What to produce: Please return every line below that contains the word "yellow", copying each one unchanged.

## start Exercise material

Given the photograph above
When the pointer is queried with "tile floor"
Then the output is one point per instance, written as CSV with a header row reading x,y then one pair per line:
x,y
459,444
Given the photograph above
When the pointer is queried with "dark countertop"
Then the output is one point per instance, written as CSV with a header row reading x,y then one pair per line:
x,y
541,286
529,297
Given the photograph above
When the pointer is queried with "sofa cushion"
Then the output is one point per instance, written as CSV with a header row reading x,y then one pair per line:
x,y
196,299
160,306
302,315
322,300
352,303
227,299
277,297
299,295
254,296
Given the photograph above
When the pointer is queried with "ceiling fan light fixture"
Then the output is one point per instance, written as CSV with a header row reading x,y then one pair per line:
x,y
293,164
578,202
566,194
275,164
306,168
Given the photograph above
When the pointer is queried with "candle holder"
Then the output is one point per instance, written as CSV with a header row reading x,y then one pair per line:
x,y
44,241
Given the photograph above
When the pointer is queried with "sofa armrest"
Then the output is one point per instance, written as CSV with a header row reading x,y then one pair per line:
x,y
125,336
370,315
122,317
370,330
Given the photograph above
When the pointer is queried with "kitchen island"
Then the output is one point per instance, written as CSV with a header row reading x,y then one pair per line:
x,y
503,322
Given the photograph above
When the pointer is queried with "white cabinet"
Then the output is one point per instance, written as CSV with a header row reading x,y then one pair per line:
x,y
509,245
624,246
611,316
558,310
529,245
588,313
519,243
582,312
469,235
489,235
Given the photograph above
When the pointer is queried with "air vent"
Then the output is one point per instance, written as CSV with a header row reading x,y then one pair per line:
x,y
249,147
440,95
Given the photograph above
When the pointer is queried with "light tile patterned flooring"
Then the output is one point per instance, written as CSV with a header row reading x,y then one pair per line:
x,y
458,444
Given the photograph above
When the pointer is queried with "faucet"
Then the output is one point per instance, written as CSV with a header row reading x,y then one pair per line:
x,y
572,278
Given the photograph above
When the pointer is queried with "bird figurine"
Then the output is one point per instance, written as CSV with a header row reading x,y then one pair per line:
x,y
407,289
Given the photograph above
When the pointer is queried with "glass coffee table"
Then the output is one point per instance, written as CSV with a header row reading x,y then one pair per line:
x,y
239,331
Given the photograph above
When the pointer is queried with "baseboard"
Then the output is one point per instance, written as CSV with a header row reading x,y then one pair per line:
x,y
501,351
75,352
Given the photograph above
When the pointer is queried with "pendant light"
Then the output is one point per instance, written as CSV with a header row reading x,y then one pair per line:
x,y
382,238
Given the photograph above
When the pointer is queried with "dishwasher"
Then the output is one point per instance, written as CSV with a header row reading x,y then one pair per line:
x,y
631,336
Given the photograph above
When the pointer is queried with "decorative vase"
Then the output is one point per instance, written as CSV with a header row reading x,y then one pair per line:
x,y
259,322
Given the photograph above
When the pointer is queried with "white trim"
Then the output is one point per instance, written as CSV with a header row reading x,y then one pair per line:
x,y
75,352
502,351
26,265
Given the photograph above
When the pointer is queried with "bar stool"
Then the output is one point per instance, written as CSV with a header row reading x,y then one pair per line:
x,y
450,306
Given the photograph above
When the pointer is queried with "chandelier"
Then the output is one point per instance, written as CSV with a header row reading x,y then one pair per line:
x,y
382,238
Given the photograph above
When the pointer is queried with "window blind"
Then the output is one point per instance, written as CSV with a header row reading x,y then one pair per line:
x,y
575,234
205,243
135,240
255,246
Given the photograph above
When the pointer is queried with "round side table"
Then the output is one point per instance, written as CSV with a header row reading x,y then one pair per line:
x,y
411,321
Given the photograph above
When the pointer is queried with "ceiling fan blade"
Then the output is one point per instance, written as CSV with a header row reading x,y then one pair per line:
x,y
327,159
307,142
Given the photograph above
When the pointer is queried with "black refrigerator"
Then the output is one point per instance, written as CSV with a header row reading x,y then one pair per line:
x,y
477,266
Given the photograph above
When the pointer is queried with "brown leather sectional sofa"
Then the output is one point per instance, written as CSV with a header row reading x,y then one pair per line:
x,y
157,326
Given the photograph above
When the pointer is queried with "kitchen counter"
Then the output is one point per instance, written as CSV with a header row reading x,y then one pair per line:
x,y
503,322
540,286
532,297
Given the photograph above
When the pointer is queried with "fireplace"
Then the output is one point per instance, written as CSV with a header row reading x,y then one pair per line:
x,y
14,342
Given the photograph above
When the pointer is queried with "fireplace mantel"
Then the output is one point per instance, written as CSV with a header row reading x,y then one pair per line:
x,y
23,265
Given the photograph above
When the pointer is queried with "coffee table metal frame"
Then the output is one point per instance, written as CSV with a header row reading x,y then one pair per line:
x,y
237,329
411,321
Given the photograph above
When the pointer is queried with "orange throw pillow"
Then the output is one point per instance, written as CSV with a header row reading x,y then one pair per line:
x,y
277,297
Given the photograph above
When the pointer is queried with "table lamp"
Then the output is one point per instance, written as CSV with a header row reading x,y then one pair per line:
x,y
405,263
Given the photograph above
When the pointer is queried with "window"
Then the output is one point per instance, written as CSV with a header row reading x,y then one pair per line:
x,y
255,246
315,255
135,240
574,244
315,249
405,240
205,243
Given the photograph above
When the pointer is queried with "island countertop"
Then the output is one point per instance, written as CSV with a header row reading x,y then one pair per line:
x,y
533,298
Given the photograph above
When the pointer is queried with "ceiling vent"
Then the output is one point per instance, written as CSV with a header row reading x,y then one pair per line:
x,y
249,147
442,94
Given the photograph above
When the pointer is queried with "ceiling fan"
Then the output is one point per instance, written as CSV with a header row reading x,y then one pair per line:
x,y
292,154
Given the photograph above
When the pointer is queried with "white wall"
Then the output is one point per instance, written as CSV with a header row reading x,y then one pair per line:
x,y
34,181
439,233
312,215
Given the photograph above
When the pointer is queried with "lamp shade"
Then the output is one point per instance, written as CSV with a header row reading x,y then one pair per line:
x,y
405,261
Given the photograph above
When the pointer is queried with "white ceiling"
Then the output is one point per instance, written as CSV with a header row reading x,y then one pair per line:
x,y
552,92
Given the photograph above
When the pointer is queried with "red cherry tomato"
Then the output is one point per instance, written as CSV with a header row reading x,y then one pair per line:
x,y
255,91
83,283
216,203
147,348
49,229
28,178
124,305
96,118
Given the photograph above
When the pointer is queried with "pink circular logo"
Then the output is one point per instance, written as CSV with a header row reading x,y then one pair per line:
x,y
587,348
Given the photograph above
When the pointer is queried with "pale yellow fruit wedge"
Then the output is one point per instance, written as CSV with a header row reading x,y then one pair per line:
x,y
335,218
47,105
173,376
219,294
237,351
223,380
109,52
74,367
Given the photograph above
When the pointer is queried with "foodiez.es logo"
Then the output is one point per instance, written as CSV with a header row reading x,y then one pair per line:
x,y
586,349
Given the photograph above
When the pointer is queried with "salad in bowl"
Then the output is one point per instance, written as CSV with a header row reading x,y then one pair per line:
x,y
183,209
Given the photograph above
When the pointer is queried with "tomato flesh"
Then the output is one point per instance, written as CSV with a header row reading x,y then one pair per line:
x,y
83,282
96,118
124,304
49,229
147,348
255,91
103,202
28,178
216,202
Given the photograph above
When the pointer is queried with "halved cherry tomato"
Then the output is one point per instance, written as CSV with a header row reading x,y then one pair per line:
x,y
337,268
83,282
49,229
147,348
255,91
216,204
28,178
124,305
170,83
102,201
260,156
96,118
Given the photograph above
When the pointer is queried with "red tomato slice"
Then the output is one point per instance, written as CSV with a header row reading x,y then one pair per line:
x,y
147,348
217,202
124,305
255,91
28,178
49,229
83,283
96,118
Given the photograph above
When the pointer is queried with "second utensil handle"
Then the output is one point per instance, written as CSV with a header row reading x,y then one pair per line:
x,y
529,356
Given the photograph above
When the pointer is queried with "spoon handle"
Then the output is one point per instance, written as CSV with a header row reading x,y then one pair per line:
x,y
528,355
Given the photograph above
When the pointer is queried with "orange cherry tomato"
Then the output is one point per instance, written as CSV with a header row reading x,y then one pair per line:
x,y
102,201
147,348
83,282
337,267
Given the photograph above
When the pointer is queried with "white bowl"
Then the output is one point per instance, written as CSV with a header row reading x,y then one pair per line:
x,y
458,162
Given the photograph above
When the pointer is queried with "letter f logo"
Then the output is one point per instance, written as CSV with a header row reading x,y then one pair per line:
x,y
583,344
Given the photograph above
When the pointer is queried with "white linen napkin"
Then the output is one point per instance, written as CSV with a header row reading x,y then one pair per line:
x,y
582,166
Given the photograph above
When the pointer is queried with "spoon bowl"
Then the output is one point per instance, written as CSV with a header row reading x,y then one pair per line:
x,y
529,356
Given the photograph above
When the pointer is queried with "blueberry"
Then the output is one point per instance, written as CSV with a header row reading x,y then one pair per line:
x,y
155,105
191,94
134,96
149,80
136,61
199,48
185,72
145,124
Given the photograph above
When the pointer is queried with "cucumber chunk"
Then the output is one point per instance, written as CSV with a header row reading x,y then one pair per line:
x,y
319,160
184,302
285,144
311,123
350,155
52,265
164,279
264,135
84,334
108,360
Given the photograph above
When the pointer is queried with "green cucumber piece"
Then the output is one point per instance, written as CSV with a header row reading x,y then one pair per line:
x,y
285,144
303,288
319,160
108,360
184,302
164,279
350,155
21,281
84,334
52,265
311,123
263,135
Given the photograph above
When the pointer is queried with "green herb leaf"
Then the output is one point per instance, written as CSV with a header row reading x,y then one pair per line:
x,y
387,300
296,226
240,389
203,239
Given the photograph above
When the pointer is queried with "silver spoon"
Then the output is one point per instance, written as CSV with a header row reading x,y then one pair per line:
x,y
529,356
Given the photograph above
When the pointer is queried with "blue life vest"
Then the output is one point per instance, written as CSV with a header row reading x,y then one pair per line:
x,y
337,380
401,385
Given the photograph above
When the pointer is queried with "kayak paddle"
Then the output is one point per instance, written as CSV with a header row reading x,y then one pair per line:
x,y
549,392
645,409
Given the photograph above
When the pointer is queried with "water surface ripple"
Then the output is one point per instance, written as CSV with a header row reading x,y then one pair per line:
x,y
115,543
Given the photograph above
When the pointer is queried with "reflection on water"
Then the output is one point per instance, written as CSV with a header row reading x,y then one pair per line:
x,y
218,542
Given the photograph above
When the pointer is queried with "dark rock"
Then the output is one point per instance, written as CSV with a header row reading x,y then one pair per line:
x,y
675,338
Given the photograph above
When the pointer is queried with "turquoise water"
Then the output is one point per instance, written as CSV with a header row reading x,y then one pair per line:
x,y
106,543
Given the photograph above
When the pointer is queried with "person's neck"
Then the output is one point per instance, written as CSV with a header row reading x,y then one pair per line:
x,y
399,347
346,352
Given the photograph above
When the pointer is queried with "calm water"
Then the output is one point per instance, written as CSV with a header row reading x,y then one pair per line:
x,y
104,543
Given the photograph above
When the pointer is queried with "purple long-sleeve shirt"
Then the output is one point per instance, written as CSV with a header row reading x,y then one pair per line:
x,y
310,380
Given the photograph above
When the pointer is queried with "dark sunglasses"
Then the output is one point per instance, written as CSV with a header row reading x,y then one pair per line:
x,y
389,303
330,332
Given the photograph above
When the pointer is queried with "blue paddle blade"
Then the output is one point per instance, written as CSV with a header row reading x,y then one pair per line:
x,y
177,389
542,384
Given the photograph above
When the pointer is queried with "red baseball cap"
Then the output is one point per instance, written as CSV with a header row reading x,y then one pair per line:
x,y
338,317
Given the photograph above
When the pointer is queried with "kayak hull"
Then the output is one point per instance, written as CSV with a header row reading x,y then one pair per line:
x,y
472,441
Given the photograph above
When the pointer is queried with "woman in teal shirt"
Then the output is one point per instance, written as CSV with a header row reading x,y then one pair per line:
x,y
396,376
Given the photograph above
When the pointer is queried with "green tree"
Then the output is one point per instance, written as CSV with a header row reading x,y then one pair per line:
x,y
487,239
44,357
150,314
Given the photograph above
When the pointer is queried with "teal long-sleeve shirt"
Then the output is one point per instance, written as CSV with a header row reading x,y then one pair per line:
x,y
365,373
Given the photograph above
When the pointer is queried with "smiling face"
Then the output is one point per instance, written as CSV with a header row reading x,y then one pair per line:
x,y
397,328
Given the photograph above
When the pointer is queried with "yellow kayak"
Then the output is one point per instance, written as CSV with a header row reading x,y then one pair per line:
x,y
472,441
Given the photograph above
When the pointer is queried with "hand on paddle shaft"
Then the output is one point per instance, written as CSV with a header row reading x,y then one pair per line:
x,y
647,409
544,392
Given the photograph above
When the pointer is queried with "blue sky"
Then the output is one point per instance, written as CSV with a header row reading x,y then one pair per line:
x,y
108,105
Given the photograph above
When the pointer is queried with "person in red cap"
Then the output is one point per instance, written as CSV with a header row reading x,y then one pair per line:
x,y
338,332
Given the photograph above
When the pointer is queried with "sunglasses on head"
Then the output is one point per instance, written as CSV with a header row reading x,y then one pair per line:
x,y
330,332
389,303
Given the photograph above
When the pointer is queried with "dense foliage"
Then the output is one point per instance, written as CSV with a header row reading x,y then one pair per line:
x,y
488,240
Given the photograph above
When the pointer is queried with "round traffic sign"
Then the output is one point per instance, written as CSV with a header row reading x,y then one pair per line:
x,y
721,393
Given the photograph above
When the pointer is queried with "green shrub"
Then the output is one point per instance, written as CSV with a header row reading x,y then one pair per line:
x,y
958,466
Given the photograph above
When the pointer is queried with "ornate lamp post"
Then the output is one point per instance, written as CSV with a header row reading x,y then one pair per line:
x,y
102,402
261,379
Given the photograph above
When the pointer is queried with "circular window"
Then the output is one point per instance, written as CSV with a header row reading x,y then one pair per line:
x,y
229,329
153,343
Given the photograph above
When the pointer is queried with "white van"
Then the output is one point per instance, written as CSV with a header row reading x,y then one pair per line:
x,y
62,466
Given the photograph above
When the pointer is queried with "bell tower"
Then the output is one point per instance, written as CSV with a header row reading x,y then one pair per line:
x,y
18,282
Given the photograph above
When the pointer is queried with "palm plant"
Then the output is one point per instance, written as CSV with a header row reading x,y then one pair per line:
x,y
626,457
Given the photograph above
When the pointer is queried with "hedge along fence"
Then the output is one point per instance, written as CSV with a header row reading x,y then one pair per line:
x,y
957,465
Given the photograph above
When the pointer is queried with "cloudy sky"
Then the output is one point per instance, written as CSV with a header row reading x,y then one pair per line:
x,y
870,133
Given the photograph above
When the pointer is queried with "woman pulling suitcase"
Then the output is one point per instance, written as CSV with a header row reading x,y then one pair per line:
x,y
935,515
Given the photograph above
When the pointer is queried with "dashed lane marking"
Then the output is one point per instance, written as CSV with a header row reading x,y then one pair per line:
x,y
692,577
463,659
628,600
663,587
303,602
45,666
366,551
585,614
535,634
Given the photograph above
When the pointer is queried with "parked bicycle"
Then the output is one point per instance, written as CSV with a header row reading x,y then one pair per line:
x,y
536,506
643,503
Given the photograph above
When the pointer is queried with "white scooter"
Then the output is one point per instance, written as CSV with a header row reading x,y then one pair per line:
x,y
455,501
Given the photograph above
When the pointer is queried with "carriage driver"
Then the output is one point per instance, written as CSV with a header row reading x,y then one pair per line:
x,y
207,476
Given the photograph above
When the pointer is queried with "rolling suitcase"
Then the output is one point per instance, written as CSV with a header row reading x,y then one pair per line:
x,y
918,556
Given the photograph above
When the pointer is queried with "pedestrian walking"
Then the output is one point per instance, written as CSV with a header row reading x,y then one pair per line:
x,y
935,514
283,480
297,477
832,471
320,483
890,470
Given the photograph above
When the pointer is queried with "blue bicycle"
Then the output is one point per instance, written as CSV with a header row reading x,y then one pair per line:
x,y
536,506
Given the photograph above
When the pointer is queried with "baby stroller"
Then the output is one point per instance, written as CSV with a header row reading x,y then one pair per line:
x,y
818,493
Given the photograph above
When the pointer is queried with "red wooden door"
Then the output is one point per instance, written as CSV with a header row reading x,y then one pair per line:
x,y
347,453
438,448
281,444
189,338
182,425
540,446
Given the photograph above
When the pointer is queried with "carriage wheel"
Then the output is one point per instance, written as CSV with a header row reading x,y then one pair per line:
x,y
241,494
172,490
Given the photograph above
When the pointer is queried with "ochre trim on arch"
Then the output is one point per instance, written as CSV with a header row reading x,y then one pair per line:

## end Exercise material

Response to this task:
When the pointer is queried with "pale yellow fruit wedge"
When the pointer is queried with "yellow kayak"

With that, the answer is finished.